Collected data entries:

#####

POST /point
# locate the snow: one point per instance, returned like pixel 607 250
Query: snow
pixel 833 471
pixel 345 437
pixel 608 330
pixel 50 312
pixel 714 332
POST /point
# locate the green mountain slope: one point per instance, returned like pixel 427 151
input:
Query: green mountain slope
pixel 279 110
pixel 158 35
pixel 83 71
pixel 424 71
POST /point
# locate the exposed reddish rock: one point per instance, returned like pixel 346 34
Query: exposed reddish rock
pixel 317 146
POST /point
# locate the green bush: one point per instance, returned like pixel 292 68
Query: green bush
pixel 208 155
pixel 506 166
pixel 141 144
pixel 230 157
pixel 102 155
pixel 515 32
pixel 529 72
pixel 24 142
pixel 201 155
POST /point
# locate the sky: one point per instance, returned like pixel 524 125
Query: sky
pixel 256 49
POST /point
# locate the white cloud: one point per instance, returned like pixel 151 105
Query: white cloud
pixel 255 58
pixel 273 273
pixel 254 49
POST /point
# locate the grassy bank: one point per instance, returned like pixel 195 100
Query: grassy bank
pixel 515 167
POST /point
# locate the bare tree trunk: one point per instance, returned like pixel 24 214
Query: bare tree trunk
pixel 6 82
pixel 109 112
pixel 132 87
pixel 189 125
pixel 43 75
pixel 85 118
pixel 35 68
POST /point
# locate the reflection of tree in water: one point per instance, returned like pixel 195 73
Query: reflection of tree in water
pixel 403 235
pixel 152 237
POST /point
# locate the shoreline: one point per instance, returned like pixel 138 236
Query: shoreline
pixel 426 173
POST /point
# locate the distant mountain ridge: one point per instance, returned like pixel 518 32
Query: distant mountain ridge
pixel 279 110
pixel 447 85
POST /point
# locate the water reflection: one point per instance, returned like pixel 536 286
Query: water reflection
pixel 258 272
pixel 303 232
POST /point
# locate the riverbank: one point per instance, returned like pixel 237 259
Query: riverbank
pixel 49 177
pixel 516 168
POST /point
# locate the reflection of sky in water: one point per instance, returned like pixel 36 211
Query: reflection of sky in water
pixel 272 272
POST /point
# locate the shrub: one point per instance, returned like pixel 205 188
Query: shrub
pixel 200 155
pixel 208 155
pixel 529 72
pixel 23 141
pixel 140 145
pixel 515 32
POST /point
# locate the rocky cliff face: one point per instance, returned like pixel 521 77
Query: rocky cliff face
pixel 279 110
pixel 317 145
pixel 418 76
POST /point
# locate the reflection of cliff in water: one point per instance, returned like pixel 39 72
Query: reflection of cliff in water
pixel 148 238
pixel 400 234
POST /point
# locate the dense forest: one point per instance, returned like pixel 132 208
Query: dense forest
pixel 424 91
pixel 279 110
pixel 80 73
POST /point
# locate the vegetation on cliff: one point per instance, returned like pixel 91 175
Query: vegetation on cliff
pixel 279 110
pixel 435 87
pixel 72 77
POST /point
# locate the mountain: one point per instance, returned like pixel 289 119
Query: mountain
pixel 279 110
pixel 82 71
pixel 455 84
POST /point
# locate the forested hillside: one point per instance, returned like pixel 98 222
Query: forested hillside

#####

What you are asked to do -> Read through the entries above and copy each line that has the string "hillside" in it.

Answer area ->
# locate the forested hillside: one point per instance, returned like pixel 98 222
Query: forested hillside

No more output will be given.